Directions
Copy exactly the run of lines that begins at the line with "the outstretched leg?" and ends at the final line of the entries.

Object pointing dataset rows:
====

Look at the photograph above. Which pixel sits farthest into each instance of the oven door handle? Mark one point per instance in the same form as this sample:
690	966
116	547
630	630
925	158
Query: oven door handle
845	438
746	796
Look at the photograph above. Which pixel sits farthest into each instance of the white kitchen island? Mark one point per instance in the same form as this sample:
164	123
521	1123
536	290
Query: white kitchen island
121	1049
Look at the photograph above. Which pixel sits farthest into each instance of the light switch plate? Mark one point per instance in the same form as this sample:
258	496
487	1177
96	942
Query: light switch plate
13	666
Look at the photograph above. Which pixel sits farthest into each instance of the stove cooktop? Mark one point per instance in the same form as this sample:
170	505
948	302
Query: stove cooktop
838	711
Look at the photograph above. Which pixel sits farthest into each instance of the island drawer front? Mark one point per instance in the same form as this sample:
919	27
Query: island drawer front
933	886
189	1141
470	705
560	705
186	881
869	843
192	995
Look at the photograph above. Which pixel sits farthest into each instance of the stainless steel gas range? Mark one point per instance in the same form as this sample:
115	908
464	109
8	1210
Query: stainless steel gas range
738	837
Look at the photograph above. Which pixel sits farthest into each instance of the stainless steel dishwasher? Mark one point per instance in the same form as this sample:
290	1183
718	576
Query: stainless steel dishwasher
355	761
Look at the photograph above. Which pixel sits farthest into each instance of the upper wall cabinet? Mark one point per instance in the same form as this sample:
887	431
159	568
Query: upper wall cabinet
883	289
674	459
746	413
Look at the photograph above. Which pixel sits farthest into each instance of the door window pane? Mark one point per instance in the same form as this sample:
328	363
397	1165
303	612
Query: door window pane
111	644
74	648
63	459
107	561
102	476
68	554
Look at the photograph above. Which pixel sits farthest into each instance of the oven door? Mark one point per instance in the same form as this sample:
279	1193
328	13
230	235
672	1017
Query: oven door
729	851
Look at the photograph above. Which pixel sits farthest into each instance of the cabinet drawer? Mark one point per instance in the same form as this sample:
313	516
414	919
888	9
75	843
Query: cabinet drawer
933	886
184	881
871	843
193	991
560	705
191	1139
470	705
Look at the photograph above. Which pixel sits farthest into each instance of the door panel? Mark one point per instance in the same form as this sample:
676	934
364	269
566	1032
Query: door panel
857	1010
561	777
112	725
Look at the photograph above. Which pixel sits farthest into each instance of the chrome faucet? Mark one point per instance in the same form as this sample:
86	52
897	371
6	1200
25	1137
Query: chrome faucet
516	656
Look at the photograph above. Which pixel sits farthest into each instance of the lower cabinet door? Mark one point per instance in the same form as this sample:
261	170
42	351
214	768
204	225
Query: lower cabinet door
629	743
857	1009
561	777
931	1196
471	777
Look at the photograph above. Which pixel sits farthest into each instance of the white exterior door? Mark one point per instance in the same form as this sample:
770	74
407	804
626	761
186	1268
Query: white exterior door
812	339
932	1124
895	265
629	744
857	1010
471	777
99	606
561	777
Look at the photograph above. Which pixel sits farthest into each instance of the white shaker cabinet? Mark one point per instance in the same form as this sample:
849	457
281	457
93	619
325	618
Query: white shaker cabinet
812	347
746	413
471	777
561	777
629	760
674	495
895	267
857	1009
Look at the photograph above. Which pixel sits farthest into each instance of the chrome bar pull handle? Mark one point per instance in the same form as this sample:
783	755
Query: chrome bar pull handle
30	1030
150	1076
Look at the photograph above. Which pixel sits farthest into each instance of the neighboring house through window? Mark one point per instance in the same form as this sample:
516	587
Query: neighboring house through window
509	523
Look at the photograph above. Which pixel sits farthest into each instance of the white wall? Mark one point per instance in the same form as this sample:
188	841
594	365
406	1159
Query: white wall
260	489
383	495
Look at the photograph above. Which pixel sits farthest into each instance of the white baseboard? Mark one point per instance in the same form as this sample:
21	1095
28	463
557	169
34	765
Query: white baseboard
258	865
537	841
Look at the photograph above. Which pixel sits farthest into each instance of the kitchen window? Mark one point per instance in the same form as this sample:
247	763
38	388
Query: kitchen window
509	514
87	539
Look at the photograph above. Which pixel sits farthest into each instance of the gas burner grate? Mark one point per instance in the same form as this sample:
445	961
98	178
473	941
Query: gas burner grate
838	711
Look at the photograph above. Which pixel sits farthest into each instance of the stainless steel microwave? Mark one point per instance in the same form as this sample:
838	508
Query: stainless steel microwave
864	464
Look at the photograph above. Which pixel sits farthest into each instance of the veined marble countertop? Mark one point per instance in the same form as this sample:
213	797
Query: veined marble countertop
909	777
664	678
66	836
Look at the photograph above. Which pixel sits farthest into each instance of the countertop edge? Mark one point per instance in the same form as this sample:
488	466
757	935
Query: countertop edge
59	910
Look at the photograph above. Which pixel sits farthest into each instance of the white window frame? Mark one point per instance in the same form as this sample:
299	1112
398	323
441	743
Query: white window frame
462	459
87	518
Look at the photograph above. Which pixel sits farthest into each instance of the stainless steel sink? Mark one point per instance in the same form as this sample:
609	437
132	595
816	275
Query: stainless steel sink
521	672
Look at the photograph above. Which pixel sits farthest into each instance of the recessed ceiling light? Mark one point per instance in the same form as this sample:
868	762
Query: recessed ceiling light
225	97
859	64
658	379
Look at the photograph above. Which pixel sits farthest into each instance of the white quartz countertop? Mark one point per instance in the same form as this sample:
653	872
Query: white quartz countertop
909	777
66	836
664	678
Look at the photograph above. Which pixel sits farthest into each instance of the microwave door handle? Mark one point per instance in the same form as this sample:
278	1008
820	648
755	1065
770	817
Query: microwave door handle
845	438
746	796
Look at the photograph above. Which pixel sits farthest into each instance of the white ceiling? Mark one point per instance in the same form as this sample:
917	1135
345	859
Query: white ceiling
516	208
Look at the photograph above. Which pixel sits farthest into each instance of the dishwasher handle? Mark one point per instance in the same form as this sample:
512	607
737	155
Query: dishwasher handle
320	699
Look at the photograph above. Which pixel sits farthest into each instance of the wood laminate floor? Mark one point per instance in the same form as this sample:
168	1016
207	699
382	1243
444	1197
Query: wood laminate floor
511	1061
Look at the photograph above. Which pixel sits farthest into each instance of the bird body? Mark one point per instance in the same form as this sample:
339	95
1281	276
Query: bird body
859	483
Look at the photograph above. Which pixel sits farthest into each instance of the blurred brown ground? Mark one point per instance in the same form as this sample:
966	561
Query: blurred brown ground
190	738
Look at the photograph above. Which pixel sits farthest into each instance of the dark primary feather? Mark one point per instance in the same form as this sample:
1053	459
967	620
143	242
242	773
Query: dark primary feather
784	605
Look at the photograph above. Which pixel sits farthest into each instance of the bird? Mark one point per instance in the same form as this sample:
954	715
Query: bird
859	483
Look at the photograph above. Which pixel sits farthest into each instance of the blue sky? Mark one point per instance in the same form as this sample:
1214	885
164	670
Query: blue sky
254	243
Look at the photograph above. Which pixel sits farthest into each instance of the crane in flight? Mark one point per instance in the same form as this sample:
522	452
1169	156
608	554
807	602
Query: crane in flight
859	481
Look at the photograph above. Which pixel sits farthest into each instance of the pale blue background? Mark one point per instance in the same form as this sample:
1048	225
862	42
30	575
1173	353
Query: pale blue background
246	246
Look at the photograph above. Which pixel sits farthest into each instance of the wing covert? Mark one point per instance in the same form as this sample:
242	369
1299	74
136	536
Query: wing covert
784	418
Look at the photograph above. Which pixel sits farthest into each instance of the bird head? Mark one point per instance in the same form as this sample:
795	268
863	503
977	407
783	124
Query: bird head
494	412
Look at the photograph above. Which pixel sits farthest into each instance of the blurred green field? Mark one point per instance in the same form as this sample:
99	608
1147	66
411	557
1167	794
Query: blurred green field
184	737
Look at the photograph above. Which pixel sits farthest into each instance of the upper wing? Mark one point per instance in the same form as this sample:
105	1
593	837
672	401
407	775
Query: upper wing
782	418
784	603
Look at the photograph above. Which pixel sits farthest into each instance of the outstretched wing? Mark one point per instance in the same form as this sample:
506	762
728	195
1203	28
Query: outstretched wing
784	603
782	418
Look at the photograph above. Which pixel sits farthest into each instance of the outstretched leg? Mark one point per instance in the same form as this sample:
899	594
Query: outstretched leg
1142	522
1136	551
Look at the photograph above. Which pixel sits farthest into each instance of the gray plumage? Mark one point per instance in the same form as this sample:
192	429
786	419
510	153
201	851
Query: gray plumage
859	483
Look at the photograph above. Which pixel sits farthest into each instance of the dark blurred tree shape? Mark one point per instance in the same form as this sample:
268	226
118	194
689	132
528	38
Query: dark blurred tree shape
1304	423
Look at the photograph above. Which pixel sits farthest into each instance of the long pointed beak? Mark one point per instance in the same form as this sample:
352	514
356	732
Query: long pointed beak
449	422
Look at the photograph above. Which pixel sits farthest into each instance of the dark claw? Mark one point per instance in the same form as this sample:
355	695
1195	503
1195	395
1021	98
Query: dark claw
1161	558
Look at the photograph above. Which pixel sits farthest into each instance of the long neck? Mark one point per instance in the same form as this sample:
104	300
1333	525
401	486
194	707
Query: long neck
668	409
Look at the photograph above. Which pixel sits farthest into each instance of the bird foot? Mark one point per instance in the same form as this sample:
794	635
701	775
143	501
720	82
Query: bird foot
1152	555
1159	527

====

Result for this task
Look at the photograph above. Which pixel sits farthest into each instance of the outstretched leg? Mark one point per instance in the same form as this sample:
899	594
Query: outstretched leg
1142	522
1136	551
Look at the photograph above. Which pixel sits farthest into each instance of the gray plumage? Mark one point per instance in the same form as this sample:
192	429
786	419
510	153
201	851
Query: gray plumage
859	483
Look at the photograph above. Which pixel sits farthest into each instance of the dark blurred tree shape? Mark one point per instance in the same form as this sample:
268	226
118	194
689	132
528	38
Query: dark blurred tree shape
1304	423
Look at the photograph above. Which pixel sits farthest into each instance of the long pointed beak? Mark one point per instance in the same form as this sample:
352	514
356	732
Query: long pointed beak
449	422
Look at the photograph above. Which pixel sits farthest into each instance of the dark claw? Mark one point per instance in the same form as this sample:
355	695
1195	503
1195	395
1021	98
Query: dark claw
1161	558
Look at the photograph above. Which pixel sits farthest into each instance of the long neck? Mark one point per instance in the same form as this sample:
104	300
1333	525
401	486
194	707
Query: long neck
668	409
Look at the photograph above. Which pixel sits farthest into each instance of the bird foot? Mark one point per instance in the same form as this sample:
794	635
701	775
143	501
720	82
Query: bird foot
1152	555
1159	527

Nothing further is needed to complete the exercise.